(Entries from a point annotation set)
=======

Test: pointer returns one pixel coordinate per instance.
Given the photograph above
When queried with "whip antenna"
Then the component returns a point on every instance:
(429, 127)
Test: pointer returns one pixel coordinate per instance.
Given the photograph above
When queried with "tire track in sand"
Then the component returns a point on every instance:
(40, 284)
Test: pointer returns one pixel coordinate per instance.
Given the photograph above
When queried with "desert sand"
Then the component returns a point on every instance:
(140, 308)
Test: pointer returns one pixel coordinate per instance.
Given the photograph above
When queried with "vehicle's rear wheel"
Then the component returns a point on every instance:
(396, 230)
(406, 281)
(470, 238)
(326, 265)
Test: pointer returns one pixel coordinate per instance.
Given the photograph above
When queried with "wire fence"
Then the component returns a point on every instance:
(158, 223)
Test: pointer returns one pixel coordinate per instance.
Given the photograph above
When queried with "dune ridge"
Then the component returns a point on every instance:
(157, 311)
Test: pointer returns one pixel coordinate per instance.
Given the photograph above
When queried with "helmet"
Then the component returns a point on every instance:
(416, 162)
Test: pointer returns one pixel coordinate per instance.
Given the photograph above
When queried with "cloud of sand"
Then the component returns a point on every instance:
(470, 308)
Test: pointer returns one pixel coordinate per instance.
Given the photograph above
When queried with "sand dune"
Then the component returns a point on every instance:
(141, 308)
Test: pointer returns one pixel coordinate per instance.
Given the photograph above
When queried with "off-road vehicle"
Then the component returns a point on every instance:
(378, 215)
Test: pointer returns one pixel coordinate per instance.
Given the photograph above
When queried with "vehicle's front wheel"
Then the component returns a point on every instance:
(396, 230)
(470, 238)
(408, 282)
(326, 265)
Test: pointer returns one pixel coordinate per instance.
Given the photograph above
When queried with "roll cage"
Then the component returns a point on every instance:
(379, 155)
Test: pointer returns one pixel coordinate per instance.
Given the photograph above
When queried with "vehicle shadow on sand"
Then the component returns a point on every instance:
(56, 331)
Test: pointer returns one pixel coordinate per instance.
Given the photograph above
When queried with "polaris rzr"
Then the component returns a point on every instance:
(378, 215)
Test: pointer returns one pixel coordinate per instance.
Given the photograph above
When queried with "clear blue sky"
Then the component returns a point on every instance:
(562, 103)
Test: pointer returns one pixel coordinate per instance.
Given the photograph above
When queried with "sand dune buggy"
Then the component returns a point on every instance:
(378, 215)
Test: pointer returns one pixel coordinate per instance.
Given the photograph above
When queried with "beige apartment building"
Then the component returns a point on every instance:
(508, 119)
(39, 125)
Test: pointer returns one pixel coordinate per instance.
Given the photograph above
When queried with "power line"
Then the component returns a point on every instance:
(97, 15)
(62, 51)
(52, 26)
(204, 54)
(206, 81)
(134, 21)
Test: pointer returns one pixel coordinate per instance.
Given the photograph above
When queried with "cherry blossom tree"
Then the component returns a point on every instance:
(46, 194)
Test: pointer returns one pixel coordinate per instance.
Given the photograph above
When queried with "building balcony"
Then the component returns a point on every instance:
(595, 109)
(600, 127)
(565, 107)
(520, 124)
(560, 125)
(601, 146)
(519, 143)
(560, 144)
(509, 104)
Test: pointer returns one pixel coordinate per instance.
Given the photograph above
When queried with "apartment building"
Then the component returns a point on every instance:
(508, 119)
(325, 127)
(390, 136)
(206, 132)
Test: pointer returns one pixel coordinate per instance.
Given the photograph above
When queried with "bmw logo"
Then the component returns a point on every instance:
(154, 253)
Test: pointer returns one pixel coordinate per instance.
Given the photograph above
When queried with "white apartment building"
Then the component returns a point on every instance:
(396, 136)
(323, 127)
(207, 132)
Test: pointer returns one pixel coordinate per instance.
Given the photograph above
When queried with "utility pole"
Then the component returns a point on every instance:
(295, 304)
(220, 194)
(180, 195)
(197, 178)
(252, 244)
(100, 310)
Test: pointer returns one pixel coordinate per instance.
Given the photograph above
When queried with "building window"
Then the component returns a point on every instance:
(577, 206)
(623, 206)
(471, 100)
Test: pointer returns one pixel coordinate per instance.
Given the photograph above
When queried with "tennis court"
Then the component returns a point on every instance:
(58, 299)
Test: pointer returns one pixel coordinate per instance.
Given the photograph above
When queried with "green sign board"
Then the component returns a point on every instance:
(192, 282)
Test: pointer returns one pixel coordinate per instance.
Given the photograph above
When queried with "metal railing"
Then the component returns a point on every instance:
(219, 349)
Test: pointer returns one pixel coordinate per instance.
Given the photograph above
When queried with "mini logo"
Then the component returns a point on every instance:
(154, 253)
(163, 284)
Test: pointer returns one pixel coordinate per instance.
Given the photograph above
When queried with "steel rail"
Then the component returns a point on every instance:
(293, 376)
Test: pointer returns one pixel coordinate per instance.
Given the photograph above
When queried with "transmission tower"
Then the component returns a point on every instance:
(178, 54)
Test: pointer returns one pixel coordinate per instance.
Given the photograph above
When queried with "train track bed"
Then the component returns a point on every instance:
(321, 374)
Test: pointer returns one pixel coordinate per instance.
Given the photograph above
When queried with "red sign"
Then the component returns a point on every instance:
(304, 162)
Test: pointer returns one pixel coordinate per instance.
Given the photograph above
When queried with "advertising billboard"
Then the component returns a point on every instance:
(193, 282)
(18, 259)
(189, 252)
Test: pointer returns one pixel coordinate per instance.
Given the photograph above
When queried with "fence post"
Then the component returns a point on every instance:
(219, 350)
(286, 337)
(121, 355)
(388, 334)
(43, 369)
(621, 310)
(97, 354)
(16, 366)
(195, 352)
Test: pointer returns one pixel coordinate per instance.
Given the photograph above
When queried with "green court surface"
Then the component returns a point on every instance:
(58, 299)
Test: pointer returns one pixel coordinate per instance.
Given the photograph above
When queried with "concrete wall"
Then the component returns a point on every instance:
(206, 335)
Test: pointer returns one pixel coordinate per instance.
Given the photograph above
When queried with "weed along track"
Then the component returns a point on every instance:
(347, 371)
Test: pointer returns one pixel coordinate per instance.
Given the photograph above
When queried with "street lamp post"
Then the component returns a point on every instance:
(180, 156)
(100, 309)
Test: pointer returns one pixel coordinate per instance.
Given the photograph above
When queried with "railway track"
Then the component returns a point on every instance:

=======

§ **PROBLEM**:
Transcribe each record exactly. Leave nothing out.

§ **CORRECT RESPONSE**:
Test: pointer returns one pixel coordinate per instance.
Given the photograph above
When queried with "whip antenna"
Then the component returns a point on every instance:
(429, 127)
Test: pointer returns one pixel coordinate per instance.
Given the photograph above
When queried with "tire track in sand"
Then the component returns a point on every instance:
(40, 284)
Test: pointer returns one pixel coordinate per instance.
Given the photograph above
When queried with "desert sand"
Then the component returns a point on every instance:
(140, 308)
Test: pointer returns one pixel coordinate per instance.
Given the photograph above
When queried with "vehicle's rear wheel"
Then the component returns a point on every instance:
(396, 230)
(406, 281)
(470, 238)
(326, 265)
Test: pointer returns one pixel coordinate per instance.
Given the photograph above
When queried with "wire fence"
Then the component returns a point on every instance:
(158, 223)
Test: pointer returns one pixel coordinate per instance.
Given the photograph above
When queried with "dune ridge"
Then the component returns a point on every instance:
(157, 311)
Test: pointer returns one pixel coordinate per instance.
Given the photograph above
When queried with "helmet"
Then the component returns a point on every instance:
(416, 162)
Test: pointer returns one pixel coordinate per instance.
Given the photograph above
When queried with "cloud of sand"
Then the component returns a point on every instance:
(470, 308)
Test: pointer returns one pixel coordinate per instance.
Given the photograph above
When queried with "sand dune"
Then the component returns a point on every instance:
(141, 308)
Test: pointer returns one pixel coordinate per instance.
Given the photograph above
When queried with "off-road vehicle"
Then the component returns a point on every instance:
(378, 215)
Test: pointer returns one pixel coordinate per instance.
Given the photograph above
When queried with "vehicle's front wheel"
Then the component returns a point on every instance:
(396, 230)
(470, 238)
(408, 282)
(326, 265)
Test: pointer returns one pixel coordinate per instance.
Given the photograph above
When queried with "roll cage"
Then the component returns a point on every instance:
(379, 155)
Test: pointer returns one pixel coordinate per instance.
Given the photograph above
When queried with "vehicle shadow on sand"
Then the component returns a point on every instance:
(56, 331)
Test: pointer returns one pixel coordinate per instance.
Given the photograph above
When queried with "polaris rzr"
Then the component returns a point on every instance:
(378, 215)
Test: pointer returns one pixel coordinate per instance.
Given the photograph above
When queried with "clear blue sky"
Then the component returns a point on every instance:
(562, 103)
Test: pointer returns one pixel coordinate per instance.
Given the photograph above
When queried with "sand dune buggy"
Then the component returns a point on every instance:
(378, 215)
Test: pointer returns one pixel coordinate per instance.
Given the photograph above
When queried with "beige apartment building"
Then the component returns a point on every instance:
(508, 119)
(39, 125)
Test: pointer returns one pixel coordinate per instance.
Given the photograph above
When queried with "power line"
Then the component returns a point on every instance:
(97, 15)
(62, 51)
(52, 26)
(204, 54)
(206, 81)
(134, 21)
Test: pointer returns one pixel coordinate per instance.
Given the photograph above
When queried with "cherry blossom tree"
Then the component returns a point on every instance:
(46, 194)
Test: pointer returns one pixel coordinate per instance.
Given the photograph above
When queried with "building balcony"
Then the component returns a point on every instance:
(595, 109)
(600, 127)
(565, 107)
(520, 124)
(560, 125)
(601, 146)
(519, 143)
(560, 144)
(509, 104)
Test: pointer returns one pixel coordinate per instance.
Given the photograph above
When queried with "apartment building"
Then the component returns a point on every instance:
(508, 119)
(325, 127)
(390, 136)
(206, 132)
Test: pointer returns one pixel coordinate per instance.
Given the photograph above
When queried with "bmw logo"
Then the component returns a point on every instance:
(154, 253)
Test: pointer returns one pixel coordinate per instance.
Given the photograph above
When queried with "white apartment building"
Then the component returns a point on every instance:
(396, 136)
(323, 127)
(207, 132)
Test: pointer returns one pixel coordinate per instance.
Given the photograph above
When queried with "utility pole"
Then the component returns a point on every instance:
(295, 304)
(220, 194)
(180, 195)
(197, 178)
(252, 244)
(100, 310)
Test: pointer returns one pixel coordinate per instance.
Given the photograph above
When queried with "building window"
Then the component returns a point on every instance:
(577, 206)
(623, 206)
(471, 100)
Test: pointer returns one pixel coordinate per instance.
Given the photograph above
When queried with "tennis court"
Then the component returns a point on every instance:
(58, 299)
Test: pointer returns one pixel coordinate per instance.
Given the photograph above
When queried with "green sign board"
Then the component returns a point on every instance:
(192, 282)
Test: pointer returns one pixel coordinate per instance.
Given the photograph above
When queried with "metal railing"
Then the component returns a point on every instance:
(219, 349)
Test: pointer returns one pixel coordinate per instance.
Given the photograph above
When queried with "mini logo"
Then the component returns a point on every instance:
(154, 253)
(163, 284)
Test: pointer returns one pixel coordinate per instance.
Given the photograph above
When queried with "steel rail"
Then the component returns a point on every instance:
(293, 376)
Test: pointer returns one pixel coordinate per instance.
Given the photograph above
When queried with "transmission tower"
Then the component returns a point on every instance:
(178, 54)
Test: pointer returns one pixel coordinate per instance.
Given the photograph above
When queried with "train track bed"
Then the component returns a point on every instance:
(321, 374)
Test: pointer returns one pixel coordinate per instance.
Given the photograph above
When queried with "red sign"
Then the component returns a point on every instance:
(304, 162)
Test: pointer returns one pixel coordinate per instance.
Given the photograph above
When queried with "advertising billboard"
Then the component returns a point on every instance:
(193, 282)
(18, 259)
(189, 252)
Test: pointer returns one pixel coordinate per instance.
Given the photograph above
When queried with "fence post"
Then the component returns a point on every instance:
(219, 350)
(286, 337)
(121, 355)
(388, 334)
(43, 369)
(621, 310)
(97, 354)
(16, 366)
(195, 352)
Test: pointer returns one pixel coordinate per instance.
Given the photograph above
When queried with "green court surface"
Then the component returns a point on every instance:
(58, 299)
Test: pointer returns one pixel coordinate per instance.
Given the photograph above
When queried with "concrete wall"
Then the component returns a point on every instance:
(206, 335)
Test: pointer returns one pixel coordinate per instance.
Given the photograph above
When queried with "weed along track"
Then the component returns a point on every instance:
(347, 371)
Test: pointer returns one pixel coordinate per instance.
Given the photograph above
When queried with "street lamp post"
Then the component returns a point on every instance:
(180, 156)
(100, 309)
Test: pointer returns one pixel coordinate per instance.
Given the photograph above
When queried with "railway track"
Then the component returns a point on every instance:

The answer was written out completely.